## What the task requires
Switch "plaid" to "flannel" in the listing from the line containing "One dot per instance of the person with" down to the line containing "One dot per instance of the boy", and write those lines out again with everything else unchanged.

(Point-based annotation data)

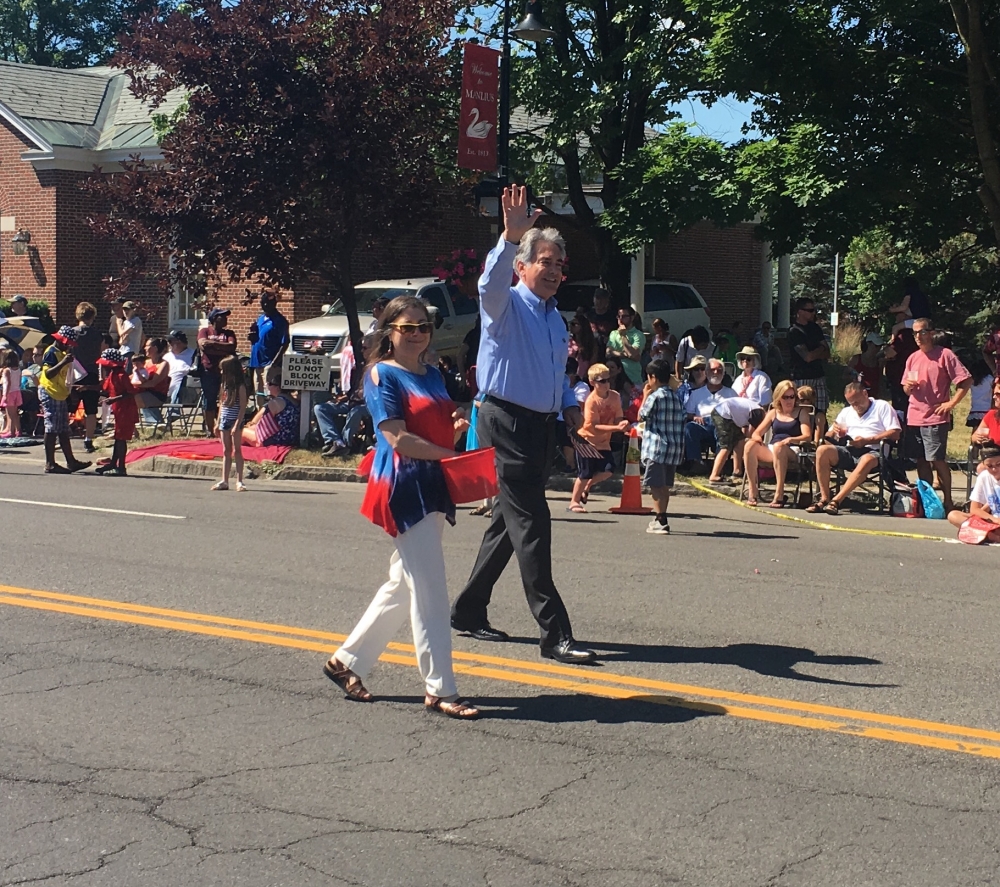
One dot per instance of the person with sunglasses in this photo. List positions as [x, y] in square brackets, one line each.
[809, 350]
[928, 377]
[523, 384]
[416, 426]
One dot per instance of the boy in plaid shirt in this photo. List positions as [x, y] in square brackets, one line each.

* * *

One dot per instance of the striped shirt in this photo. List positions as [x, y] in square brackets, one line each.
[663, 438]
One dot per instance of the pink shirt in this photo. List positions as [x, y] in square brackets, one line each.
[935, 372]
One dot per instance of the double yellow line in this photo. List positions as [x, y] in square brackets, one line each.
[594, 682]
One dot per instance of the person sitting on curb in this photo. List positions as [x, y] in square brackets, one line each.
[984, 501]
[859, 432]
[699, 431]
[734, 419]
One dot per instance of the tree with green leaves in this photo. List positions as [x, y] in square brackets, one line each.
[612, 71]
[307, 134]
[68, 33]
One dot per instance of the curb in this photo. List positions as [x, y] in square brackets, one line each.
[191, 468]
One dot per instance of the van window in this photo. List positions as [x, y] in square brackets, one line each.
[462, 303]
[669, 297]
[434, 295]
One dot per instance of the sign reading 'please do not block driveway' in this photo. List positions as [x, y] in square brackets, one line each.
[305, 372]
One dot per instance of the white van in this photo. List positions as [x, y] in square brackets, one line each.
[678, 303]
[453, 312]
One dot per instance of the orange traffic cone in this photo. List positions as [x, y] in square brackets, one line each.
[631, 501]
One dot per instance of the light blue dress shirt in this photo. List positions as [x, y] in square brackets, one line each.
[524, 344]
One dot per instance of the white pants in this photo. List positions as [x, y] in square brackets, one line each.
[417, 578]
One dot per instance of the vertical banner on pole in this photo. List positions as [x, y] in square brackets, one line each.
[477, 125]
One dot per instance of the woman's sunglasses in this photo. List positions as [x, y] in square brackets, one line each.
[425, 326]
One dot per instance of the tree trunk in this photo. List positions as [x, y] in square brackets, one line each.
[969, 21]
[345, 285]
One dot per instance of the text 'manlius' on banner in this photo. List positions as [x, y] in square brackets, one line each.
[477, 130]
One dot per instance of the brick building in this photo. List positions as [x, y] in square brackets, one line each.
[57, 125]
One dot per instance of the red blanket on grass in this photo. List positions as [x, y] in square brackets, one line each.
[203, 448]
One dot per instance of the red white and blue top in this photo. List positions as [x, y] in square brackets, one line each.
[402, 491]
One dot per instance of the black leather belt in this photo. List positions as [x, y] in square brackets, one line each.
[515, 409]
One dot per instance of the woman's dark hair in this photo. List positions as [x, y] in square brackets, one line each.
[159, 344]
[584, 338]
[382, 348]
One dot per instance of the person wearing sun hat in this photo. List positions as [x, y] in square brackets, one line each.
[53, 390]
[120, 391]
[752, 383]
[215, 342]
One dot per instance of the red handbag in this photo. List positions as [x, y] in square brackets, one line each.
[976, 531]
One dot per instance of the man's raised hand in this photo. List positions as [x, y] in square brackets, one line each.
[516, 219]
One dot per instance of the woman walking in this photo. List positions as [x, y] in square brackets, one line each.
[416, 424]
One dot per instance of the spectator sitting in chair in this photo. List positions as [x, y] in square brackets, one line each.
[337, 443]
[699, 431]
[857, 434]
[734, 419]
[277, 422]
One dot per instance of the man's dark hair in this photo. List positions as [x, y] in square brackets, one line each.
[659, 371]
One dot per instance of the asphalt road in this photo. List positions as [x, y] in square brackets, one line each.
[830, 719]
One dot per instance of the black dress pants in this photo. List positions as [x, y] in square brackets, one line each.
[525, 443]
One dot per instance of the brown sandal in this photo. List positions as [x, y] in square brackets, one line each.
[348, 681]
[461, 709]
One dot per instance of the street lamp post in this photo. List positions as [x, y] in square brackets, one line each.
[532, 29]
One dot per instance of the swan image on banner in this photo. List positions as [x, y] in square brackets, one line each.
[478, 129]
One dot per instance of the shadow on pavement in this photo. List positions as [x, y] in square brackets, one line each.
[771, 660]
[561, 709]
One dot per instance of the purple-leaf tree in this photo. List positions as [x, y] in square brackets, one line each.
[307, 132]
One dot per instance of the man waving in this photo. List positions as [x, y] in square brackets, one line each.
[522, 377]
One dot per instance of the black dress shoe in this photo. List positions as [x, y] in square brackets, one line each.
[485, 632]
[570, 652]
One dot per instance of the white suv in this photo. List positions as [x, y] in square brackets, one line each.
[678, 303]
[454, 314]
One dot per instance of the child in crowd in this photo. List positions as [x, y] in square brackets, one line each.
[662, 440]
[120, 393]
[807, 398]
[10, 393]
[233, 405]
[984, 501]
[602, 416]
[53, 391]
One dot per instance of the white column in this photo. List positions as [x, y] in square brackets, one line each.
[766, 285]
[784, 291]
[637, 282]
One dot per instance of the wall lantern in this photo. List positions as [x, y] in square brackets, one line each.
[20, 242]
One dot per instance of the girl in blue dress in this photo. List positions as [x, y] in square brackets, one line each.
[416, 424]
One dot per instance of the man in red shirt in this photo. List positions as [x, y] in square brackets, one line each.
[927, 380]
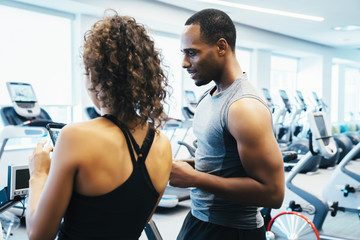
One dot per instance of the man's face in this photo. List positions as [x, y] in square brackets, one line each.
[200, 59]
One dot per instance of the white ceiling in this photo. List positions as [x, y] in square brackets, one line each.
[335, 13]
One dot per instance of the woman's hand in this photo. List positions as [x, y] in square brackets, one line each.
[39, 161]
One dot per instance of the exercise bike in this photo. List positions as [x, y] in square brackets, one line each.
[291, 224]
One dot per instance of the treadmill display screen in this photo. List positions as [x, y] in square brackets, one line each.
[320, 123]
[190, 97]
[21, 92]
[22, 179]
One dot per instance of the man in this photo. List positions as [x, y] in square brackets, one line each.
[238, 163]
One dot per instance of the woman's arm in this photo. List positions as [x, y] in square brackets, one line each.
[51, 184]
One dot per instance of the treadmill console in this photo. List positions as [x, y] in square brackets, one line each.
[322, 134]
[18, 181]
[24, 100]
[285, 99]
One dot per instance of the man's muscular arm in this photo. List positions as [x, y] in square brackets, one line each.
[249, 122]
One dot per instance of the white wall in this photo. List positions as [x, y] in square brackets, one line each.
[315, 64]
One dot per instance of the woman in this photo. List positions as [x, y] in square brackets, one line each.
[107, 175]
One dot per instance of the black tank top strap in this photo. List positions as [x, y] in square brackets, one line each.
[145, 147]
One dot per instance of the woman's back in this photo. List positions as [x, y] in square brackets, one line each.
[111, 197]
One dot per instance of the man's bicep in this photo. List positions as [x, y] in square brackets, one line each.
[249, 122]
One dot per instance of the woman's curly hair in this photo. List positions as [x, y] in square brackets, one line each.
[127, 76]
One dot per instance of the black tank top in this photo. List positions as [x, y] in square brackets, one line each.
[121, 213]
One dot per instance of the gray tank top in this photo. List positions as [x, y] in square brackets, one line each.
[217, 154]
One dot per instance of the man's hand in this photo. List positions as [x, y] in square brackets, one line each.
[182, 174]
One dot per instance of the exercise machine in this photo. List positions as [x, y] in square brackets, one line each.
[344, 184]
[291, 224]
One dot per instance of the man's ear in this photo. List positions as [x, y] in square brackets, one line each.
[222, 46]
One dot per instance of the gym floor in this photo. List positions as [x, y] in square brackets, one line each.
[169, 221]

## Exercise output
One dot per instance of the person with sunglasses in this photo. List positions as [x, y] in square brackets, one line each.
[809, 350]
[928, 377]
[523, 384]
[416, 426]
One dot per instance of the boy in flannel shirt in this photo. List positions as [x, y] in square brackets, one line each.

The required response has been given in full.